After counting the lines below that contain "draw", reply with that number alone.

START Supplied data

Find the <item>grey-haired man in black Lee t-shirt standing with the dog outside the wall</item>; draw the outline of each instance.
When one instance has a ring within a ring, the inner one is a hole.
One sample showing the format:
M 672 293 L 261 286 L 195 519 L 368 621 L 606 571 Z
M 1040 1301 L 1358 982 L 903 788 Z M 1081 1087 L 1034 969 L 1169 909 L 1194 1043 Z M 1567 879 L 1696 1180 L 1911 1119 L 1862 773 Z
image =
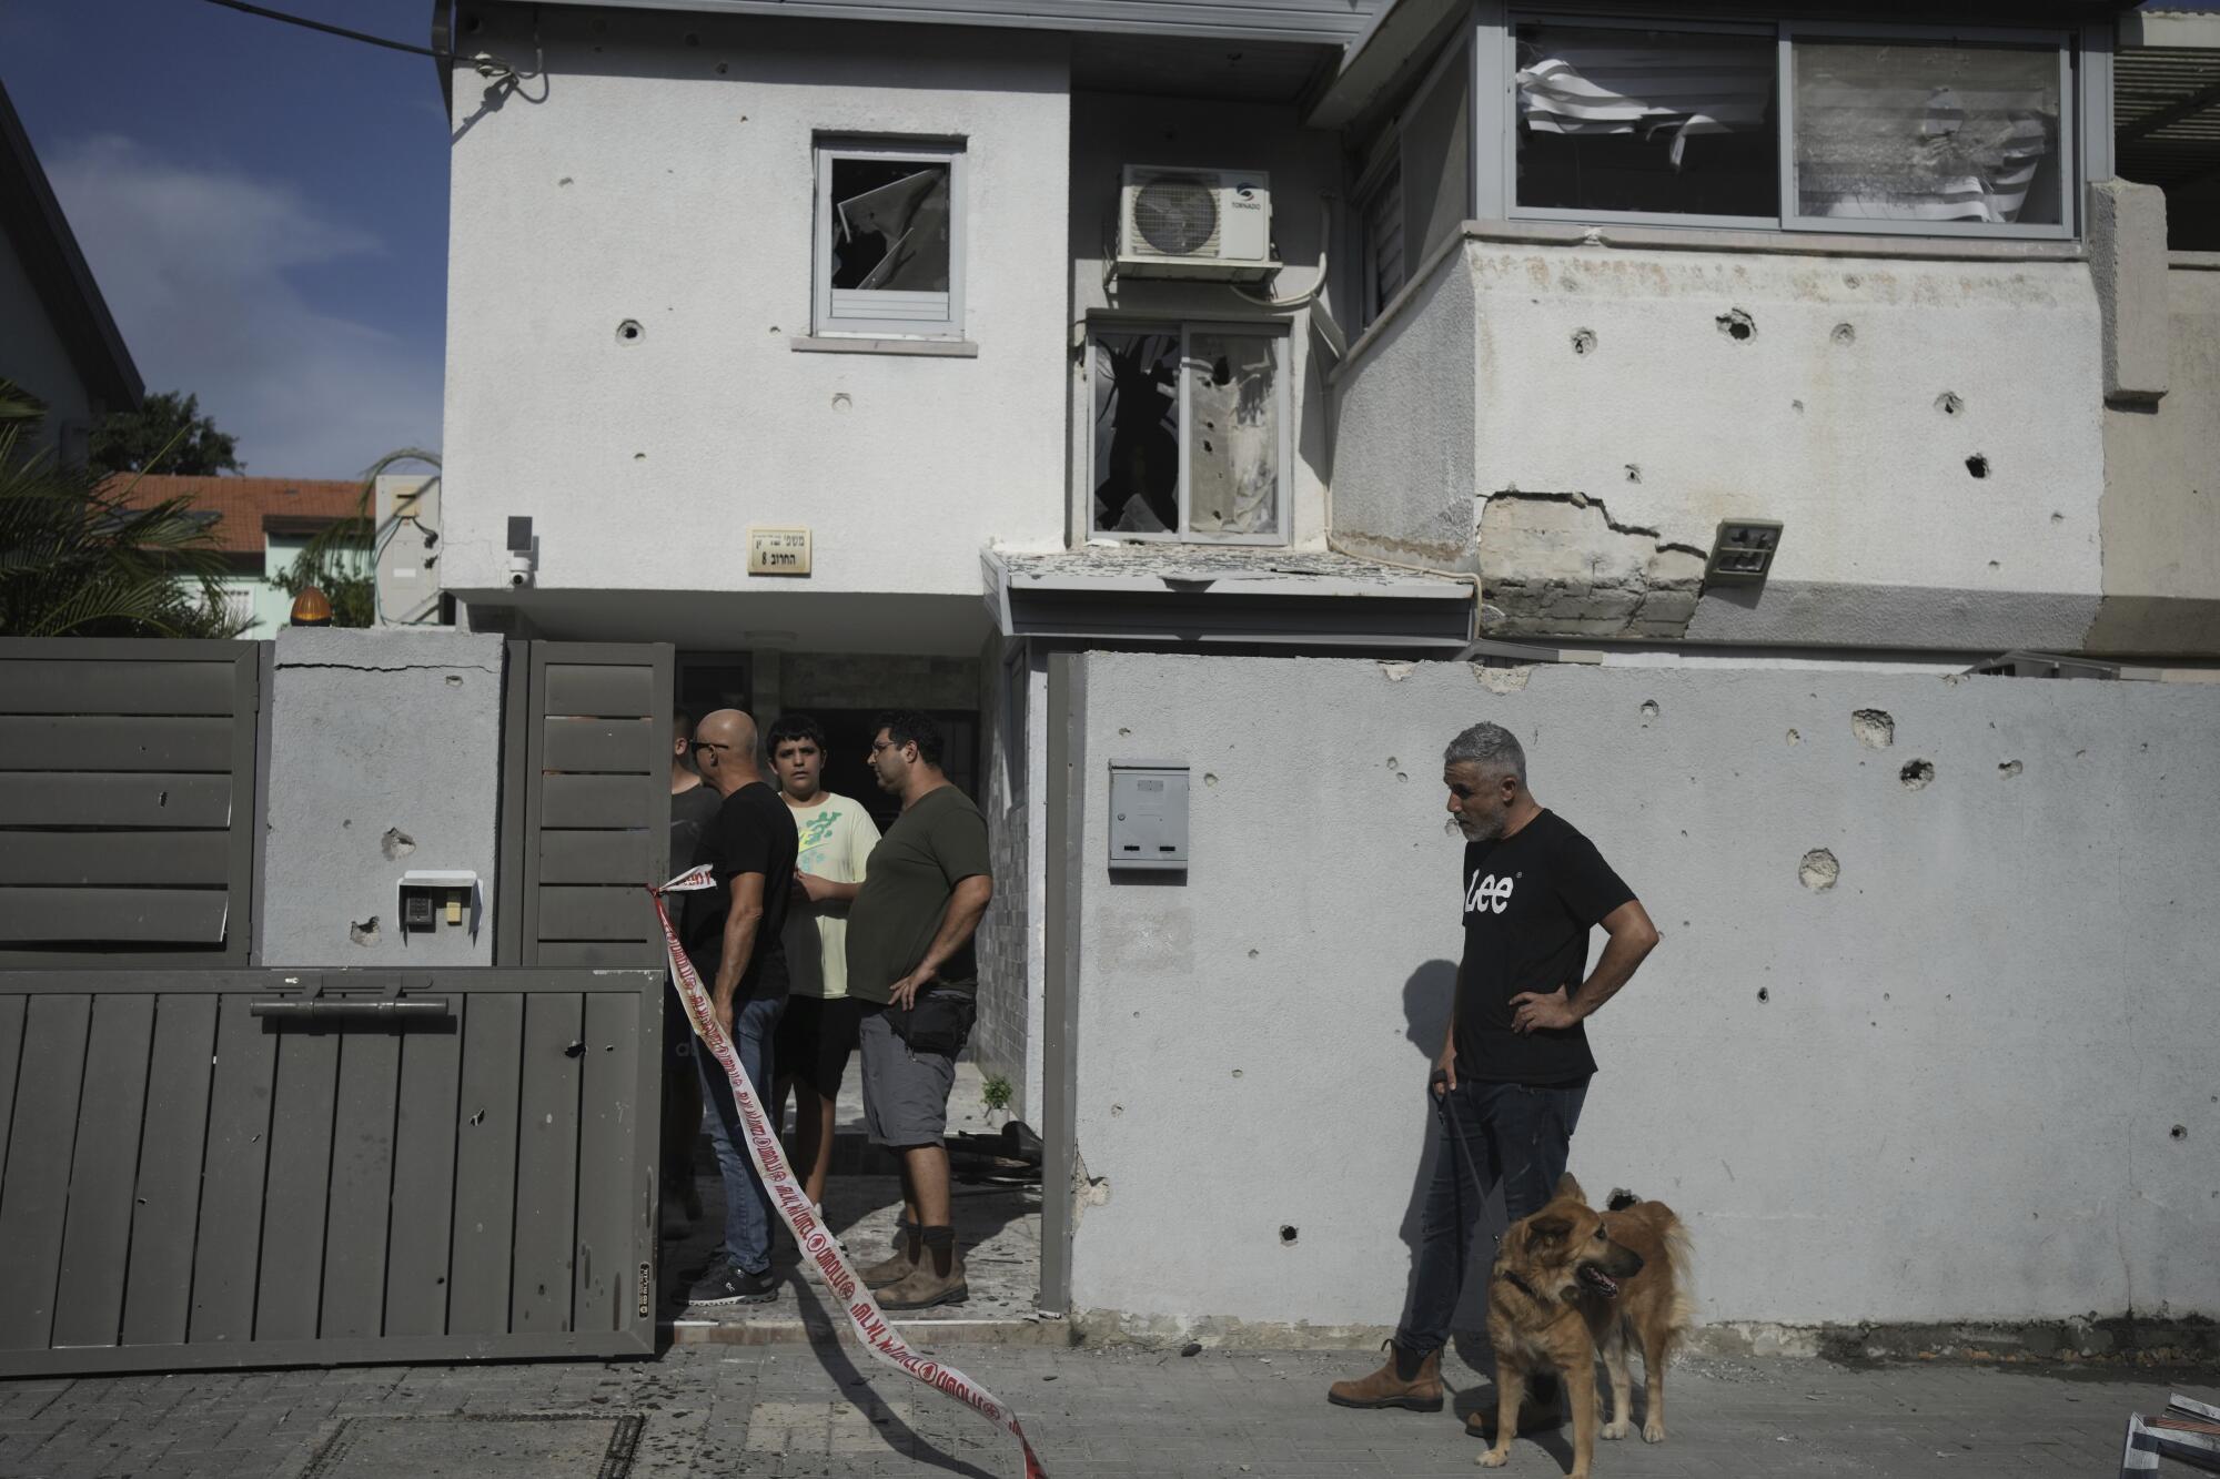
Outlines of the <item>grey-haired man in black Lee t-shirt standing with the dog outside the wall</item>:
M 1465 835 L 1465 957 L 1430 1086 L 1434 1175 L 1392 1355 L 1370 1377 L 1332 1386 L 1328 1401 L 1345 1408 L 1441 1410 L 1441 1348 L 1481 1204 L 1499 1181 L 1510 1221 L 1550 1201 L 1596 1070 L 1581 1024 L 1658 942 L 1596 844 L 1534 802 L 1507 728 L 1474 724 L 1452 740 L 1441 779 Z M 1596 924 L 1607 939 L 1590 973 Z M 1479 1423 L 1474 1412 L 1467 1426 Z

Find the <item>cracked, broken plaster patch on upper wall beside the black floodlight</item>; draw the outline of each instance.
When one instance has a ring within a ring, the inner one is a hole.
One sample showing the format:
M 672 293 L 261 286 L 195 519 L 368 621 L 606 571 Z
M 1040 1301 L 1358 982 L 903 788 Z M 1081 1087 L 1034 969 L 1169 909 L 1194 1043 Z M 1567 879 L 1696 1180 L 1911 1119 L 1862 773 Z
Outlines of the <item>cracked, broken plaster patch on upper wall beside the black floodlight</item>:
M 1492 495 L 1481 506 L 1481 620 L 1490 635 L 1687 635 L 1705 555 L 1618 524 L 1583 493 Z

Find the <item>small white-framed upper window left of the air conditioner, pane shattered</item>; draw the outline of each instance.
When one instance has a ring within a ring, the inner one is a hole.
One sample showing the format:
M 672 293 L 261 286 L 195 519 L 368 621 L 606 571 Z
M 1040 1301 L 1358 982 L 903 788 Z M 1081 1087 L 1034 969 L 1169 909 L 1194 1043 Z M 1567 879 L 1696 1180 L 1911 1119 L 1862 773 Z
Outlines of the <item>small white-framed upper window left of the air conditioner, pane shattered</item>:
M 817 142 L 817 333 L 963 338 L 963 149 Z

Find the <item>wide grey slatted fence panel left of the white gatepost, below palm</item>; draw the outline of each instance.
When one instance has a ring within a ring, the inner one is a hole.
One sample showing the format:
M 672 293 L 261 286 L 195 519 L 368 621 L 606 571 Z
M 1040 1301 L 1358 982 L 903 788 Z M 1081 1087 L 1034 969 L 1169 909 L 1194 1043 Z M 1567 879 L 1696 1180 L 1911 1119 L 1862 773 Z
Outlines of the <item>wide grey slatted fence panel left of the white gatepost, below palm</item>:
M 262 655 L 0 640 L 0 968 L 249 962 Z

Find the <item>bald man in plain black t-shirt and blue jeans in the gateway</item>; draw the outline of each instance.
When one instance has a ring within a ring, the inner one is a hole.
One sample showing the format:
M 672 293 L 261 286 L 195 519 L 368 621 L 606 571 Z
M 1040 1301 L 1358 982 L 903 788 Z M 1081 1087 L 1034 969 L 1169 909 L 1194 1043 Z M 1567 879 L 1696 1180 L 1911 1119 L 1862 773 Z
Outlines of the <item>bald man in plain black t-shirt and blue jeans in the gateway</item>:
M 695 766 L 724 797 L 702 828 L 695 866 L 710 864 L 717 886 L 686 899 L 679 944 L 710 984 L 717 1022 L 757 1093 L 770 1088 L 770 1039 L 786 1006 L 786 899 L 795 884 L 795 813 L 764 784 L 755 762 L 755 720 L 719 708 L 695 726 Z M 770 1193 L 741 1144 L 739 1106 L 724 1068 L 695 1053 L 710 1141 L 724 1175 L 724 1257 L 695 1284 L 690 1304 L 764 1304 L 770 1277 Z

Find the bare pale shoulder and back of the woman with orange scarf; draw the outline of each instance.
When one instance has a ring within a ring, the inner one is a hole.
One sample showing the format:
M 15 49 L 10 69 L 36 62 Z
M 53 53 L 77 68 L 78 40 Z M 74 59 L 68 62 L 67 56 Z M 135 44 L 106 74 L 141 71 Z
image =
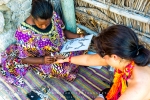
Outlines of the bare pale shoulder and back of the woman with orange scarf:
M 135 66 L 128 87 L 119 100 L 150 100 L 150 67 Z

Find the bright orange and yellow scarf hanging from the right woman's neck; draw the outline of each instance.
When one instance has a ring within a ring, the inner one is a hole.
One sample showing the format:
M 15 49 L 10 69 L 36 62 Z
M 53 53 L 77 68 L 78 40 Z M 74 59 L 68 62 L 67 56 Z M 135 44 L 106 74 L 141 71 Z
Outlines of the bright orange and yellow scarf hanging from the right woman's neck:
M 125 92 L 127 88 L 126 82 L 132 76 L 133 68 L 134 61 L 131 61 L 123 71 L 115 70 L 114 83 L 106 96 L 107 100 L 117 100 Z

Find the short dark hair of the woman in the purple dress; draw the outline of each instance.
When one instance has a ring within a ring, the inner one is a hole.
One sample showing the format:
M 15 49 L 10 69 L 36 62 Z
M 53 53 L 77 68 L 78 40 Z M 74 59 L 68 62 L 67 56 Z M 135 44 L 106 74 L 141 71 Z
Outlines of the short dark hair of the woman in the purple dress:
M 31 15 L 37 19 L 48 19 L 53 15 L 53 7 L 49 1 L 46 0 L 33 0 Z

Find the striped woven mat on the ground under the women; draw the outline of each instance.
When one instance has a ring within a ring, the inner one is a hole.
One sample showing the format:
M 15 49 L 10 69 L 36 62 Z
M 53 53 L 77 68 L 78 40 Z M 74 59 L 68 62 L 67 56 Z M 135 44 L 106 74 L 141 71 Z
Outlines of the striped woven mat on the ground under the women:
M 40 90 L 41 86 L 47 86 L 49 91 L 46 94 L 49 100 L 65 100 L 63 93 L 67 90 L 71 91 L 76 100 L 93 100 L 101 90 L 109 87 L 109 78 L 109 71 L 104 67 L 102 69 L 80 67 L 74 82 L 56 78 L 42 79 L 30 71 L 24 78 L 26 86 L 21 88 L 8 84 L 0 74 L 0 98 L 3 100 L 27 100 L 28 92 L 33 89 Z

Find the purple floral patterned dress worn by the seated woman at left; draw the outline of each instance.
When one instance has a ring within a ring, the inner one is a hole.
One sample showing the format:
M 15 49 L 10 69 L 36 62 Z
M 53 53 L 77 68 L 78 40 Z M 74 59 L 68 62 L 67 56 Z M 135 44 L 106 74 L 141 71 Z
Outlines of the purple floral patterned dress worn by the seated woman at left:
M 60 54 L 65 42 L 64 24 L 54 12 L 51 26 L 43 32 L 36 27 L 23 22 L 15 33 L 16 44 L 9 46 L 2 55 L 2 73 L 8 82 L 16 86 L 24 86 L 23 76 L 28 70 L 33 70 L 41 77 L 57 77 L 73 81 L 78 72 L 78 66 L 70 63 L 31 65 L 22 64 L 21 58 L 43 57 L 45 55 Z M 63 56 L 81 55 L 84 51 L 62 53 Z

END Supplied data

Completed exercise: 10